◆ **Records for this task**:
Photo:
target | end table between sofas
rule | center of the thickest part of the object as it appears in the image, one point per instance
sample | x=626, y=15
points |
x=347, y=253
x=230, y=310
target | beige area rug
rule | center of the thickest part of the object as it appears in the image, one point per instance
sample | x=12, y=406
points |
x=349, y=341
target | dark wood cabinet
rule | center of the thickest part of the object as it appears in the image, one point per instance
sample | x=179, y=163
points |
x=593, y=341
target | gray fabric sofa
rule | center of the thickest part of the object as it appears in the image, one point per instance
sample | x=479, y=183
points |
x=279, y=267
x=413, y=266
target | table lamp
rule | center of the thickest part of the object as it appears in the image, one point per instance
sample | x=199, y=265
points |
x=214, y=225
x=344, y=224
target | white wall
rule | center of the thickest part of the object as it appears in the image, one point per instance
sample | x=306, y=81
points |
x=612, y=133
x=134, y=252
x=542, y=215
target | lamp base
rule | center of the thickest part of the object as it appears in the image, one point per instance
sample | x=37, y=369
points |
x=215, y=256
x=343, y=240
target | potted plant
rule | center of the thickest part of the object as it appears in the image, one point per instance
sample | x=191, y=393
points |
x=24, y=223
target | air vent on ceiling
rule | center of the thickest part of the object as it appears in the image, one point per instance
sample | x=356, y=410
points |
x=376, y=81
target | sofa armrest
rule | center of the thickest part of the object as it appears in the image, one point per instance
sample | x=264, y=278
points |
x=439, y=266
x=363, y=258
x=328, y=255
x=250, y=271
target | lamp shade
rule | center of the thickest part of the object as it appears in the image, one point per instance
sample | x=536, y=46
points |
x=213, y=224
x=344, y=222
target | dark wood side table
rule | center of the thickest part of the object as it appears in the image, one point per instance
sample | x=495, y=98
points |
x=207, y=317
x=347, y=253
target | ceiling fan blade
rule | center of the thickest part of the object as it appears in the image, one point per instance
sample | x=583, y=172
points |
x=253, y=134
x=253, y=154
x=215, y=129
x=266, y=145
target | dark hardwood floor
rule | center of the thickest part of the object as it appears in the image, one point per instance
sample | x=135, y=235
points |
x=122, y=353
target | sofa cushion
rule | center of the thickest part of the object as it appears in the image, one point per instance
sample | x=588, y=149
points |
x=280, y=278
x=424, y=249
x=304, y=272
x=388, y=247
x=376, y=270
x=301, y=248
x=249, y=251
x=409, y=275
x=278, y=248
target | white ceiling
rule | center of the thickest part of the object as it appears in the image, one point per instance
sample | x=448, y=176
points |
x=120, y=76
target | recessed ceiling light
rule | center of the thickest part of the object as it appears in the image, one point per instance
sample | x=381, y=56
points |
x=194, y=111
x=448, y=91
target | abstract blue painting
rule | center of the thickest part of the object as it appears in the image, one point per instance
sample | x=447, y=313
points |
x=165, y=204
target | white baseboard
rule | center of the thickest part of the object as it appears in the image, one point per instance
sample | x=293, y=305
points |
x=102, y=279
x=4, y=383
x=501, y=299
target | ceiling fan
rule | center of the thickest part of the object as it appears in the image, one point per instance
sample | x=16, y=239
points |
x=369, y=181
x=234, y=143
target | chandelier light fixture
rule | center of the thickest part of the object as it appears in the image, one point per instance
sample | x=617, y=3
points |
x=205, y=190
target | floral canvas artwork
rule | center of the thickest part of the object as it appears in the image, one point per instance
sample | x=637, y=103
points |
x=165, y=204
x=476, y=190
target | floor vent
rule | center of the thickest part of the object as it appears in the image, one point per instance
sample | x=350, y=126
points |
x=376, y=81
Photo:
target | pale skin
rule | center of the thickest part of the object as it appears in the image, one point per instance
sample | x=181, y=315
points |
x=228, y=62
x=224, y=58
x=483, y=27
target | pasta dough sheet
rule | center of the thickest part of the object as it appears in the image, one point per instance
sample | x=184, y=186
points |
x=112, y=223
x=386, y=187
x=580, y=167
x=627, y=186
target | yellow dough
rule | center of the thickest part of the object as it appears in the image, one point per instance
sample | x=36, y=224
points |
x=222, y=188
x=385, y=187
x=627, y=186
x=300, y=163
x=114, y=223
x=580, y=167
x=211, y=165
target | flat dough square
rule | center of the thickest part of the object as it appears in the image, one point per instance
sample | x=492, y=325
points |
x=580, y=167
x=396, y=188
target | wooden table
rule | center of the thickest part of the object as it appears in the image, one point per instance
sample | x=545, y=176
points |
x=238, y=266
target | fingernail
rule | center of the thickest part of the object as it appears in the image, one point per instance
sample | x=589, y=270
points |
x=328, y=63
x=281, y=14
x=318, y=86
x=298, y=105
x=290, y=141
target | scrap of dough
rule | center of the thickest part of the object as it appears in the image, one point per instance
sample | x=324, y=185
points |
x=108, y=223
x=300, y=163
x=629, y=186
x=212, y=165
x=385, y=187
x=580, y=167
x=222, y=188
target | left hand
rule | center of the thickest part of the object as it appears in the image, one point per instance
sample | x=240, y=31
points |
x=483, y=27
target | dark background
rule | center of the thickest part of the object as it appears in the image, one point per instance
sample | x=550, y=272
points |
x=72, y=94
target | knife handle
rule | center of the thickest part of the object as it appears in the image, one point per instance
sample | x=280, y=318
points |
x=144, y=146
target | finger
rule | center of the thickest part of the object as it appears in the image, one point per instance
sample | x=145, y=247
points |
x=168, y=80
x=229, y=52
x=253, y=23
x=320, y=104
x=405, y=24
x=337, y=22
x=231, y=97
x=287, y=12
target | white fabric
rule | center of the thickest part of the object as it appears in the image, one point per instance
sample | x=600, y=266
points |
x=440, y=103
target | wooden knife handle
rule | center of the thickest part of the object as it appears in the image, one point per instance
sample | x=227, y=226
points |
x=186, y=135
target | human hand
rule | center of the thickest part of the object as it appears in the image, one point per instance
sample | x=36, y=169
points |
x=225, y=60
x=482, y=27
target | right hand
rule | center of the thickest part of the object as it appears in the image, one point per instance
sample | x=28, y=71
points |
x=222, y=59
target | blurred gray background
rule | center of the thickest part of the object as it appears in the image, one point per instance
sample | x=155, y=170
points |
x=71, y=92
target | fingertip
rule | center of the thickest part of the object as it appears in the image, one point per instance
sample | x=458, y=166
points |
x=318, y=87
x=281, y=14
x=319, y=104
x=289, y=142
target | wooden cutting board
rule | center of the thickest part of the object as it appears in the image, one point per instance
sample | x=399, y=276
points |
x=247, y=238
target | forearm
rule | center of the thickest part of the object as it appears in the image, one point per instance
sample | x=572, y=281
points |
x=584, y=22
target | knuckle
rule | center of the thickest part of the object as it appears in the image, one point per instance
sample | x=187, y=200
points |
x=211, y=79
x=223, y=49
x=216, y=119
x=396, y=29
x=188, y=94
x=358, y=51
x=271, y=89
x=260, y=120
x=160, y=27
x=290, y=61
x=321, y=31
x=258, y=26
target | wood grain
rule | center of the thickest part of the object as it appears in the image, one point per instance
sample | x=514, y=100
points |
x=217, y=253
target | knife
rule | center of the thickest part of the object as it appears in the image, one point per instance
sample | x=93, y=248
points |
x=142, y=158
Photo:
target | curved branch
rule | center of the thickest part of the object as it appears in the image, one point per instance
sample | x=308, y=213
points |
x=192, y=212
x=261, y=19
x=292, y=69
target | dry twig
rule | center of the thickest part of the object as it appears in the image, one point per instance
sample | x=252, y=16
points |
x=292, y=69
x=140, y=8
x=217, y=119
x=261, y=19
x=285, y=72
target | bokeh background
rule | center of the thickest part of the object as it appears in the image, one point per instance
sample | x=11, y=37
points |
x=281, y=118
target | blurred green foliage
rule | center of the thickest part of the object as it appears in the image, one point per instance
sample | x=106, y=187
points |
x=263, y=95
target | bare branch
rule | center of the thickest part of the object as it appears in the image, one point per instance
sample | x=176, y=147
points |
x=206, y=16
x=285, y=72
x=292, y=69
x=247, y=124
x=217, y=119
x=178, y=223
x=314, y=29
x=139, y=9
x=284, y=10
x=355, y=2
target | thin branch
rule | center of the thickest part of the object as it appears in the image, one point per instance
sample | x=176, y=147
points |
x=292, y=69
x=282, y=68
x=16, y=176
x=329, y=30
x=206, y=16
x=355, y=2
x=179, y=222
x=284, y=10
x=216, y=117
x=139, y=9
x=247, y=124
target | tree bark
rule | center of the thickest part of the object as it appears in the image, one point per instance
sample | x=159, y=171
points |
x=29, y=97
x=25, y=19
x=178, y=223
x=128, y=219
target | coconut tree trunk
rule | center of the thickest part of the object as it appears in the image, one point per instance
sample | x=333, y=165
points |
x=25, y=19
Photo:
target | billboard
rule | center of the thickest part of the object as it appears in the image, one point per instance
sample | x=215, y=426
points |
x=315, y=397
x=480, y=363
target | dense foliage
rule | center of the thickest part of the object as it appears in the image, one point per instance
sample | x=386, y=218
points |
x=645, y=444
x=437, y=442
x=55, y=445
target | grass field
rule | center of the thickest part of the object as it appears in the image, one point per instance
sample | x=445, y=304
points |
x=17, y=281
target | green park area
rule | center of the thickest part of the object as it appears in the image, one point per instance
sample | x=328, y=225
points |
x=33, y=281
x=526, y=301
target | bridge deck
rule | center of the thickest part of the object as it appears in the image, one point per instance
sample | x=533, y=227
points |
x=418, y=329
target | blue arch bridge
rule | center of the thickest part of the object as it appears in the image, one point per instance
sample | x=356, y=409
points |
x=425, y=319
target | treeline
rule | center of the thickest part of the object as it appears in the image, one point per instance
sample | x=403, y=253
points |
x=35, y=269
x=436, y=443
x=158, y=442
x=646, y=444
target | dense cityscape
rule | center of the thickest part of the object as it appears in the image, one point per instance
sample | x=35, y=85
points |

◆ **What you have to do**: Reproduce the stretch of material above, from its very start through the line containing "x=349, y=341", including both ends.

◆ **The reply**:
Photo:
target | end table between sofas
rule | center of the thickest part of the object as it appears in the image, one point per instance
sample | x=626, y=15
points |
x=347, y=253
x=230, y=310
target | beige area rug
rule | center of the thickest part of the object as it appears in the image, one point per instance
sample | x=12, y=406
points |
x=349, y=341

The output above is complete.